- **PROBLEM TO WORK ON**
Send back all the data below, exactly as given.

>> Start

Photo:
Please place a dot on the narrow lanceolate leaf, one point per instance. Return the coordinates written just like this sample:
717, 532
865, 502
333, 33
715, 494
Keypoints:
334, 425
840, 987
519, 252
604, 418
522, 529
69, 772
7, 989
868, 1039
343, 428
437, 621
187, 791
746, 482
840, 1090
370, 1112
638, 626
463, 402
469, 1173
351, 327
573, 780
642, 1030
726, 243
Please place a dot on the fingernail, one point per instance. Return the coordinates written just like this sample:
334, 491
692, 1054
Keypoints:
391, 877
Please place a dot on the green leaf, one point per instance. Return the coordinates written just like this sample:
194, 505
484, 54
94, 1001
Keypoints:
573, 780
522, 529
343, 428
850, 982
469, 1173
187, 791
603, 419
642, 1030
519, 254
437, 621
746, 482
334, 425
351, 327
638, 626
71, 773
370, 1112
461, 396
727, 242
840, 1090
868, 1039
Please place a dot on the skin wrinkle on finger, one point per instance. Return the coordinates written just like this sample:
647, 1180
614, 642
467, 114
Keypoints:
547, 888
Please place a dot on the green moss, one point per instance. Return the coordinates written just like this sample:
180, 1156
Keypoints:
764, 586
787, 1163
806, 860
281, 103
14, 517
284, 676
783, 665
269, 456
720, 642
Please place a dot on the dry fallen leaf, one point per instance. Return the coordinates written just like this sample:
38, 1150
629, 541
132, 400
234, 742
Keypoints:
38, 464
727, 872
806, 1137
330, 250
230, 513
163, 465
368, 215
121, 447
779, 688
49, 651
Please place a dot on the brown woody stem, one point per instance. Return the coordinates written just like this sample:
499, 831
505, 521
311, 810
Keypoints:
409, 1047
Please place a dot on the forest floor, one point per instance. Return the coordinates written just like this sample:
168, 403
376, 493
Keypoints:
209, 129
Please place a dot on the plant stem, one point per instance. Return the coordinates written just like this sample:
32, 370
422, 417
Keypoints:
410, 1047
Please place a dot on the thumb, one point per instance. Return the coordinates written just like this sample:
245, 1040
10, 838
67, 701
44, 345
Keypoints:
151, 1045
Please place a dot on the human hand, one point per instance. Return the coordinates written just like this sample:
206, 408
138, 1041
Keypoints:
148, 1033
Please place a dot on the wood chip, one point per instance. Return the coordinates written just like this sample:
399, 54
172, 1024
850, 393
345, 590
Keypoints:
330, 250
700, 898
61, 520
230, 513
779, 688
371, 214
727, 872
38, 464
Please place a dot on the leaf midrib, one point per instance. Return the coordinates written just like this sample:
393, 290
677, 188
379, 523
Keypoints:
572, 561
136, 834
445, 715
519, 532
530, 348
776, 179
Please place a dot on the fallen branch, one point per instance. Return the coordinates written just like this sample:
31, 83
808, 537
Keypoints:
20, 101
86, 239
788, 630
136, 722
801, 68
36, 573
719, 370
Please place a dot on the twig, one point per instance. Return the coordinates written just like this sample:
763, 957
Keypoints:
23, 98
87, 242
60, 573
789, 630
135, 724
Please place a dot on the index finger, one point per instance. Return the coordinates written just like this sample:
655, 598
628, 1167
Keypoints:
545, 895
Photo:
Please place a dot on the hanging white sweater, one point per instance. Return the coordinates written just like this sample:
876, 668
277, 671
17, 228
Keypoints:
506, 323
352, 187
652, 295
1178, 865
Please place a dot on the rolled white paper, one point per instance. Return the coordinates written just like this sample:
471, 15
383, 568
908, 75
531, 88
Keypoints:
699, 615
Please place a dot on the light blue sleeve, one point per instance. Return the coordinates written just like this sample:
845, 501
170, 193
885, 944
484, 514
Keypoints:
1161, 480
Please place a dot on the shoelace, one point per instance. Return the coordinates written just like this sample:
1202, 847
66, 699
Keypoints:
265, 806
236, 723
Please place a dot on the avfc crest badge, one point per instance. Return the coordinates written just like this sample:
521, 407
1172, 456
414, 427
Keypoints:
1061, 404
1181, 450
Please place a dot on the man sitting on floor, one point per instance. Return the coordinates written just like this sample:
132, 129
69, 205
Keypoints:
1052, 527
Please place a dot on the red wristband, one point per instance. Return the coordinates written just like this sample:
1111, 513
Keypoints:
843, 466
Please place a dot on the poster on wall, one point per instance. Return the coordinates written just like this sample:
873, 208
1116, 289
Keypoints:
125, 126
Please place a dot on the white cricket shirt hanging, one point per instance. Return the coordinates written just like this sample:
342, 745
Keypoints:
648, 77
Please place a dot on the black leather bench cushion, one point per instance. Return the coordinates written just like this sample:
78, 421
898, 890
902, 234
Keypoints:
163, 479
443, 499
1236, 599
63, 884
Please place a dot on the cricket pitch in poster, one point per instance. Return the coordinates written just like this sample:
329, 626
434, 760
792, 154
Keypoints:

>> End

- **RESPONSE FOR THIS EXERCISE**
Photo:
Please place a dot on the narrow lanceolate leaf, one point per instance. Return the coordinates written just like this sample:
717, 532
865, 502
333, 33
715, 494
Keypoints:
334, 425
840, 987
519, 252
604, 418
522, 529
69, 772
7, 989
868, 1039
343, 428
437, 621
187, 791
746, 482
840, 1090
370, 1112
638, 626
463, 402
469, 1173
351, 327
573, 780
642, 1030
726, 243
Please place a dot on the fingernail, one point per instance. Return the coordinates written just like this sample:
334, 491
692, 1054
Keypoints:
391, 877
Please place a dot on the green leaf, one point per instance. Return the coordinates written just like this sample:
194, 505
484, 54
94, 1001
Keypoints:
573, 780
522, 529
343, 428
850, 982
469, 1173
187, 791
603, 419
642, 1030
519, 254
437, 621
746, 482
334, 425
351, 327
638, 626
71, 773
370, 1112
461, 396
727, 242
840, 1090
868, 1039
Please place a dot on the skin wrinkle on finger, one point per instance. Return the coordinates written just like this sample:
647, 1180
614, 642
467, 114
Keypoints:
547, 888
Please place a dot on the green moss, one point per instance. Return the coordinates written just like this sample:
180, 1156
Keypoints:
764, 586
787, 1163
806, 860
281, 103
14, 517
284, 676
783, 665
269, 456
720, 642
Please place a dot on the dry fallen leaf, one point per instance. Return the coordinates written just like this sample:
38, 1150
629, 541
132, 400
234, 742
Keypoints:
38, 464
727, 872
806, 1137
330, 250
230, 513
163, 465
368, 215
121, 447
779, 688
49, 651
Please place a dot on the brown woody stem, one point per instance. Return the coordinates written just like this sample:
499, 831
505, 521
311, 810
Keypoints:
409, 1047
Please place a dot on the forest floor, one point per instance. Return the coordinates written just like this sample:
168, 403
376, 493
Keypoints:
209, 129
Please place a dot on the plant stem, one point per instance. Return the coordinates written just like this sample:
32, 370
422, 417
Keypoints:
410, 1047
Please place a dot on the thumb, one point per instance. Return the coordinates written just like this sample:
245, 1040
10, 838
67, 701
44, 345
Keypoints:
151, 1045
Please place a dot on the human hand, one point per instance. Return the coordinates written just like this sample:
206, 408
138, 1041
Keypoints:
148, 1033
Please place a dot on the wood chip, one point per instance. Return the coordinates written just like this sample:
399, 54
172, 1024
850, 393
345, 590
Keypoints:
330, 250
700, 898
61, 520
230, 513
779, 688
371, 214
727, 872
38, 464
Please place a dot on the leaf midrib, one point per instance. Return the coordinates written just like this sample:
393, 290
677, 188
379, 523
Keypoints:
572, 561
136, 834
445, 715
519, 532
530, 348
776, 179
Please place a dot on the fallen branch, one point per instance. Return the coordinates written just like this sample:
31, 83
808, 537
Keypoints:
20, 101
86, 239
788, 630
136, 722
801, 68
36, 573
719, 370
Please place a dot on the twig, one point per instance. Return the coordinates written just like this sample:
763, 957
Keypoints:
23, 98
87, 242
60, 573
789, 630
135, 724
Please place a dot on the index finger, one point per instance. Return the coordinates written just like this sample:
655, 598
628, 1167
Keypoints:
545, 895
Photo:
Please place a dot on the hanging white sweater, one point per instance. Return the coordinates written just like this sample:
876, 668
277, 671
17, 228
Keypoints:
506, 323
352, 187
652, 295
1178, 865
Please place a dot on the rolled white paper, one point per instance. Return the coordinates written just like this sample:
471, 15
383, 568
908, 75
531, 88
Keypoints:
699, 615
Please place a dot on the light blue sleeve, one point per instance. Return the coordinates written just like this sample:
845, 501
170, 193
885, 944
484, 514
Keypoints:
1161, 480
Please place a dot on the shoelace, one point per instance. Return the coordinates written just like this sample:
1202, 847
66, 699
Keypoints:
265, 806
236, 723
Please place a dot on the avfc crest badge, one point per instance. Return the coordinates written just like this sample:
521, 407
1172, 456
414, 427
Keypoints:
1061, 404
1181, 450
Please place a dot on the man sitting on floor, one point per instance. Return the coordinates written just like this sample:
132, 129
69, 205
Keypoints:
1052, 527
Please place a dot on the red wristband, one point per instance. Return the coordinates written just like this sample:
1111, 513
Keypoints:
843, 466
Please place a dot on the poster on wall, one point per instance. Return the coordinates written just like this sample:
873, 208
1116, 289
Keypoints:
125, 126
Please place a dot on the white cricket shirt hanging, one point per instance. Return the coordinates written just like this sample:
342, 745
Keypoints:
648, 77
Please place a dot on the black leather bench cushion, one point per instance. Return the coordinates written just like this sample:
78, 421
898, 890
902, 234
Keypoints:
163, 479
443, 499
1236, 599
63, 884
Please place a dot on the cricket pitch in poster, one point per instance. Return the coordinates written just like this sample:
329, 626
434, 760
792, 154
Keypoints:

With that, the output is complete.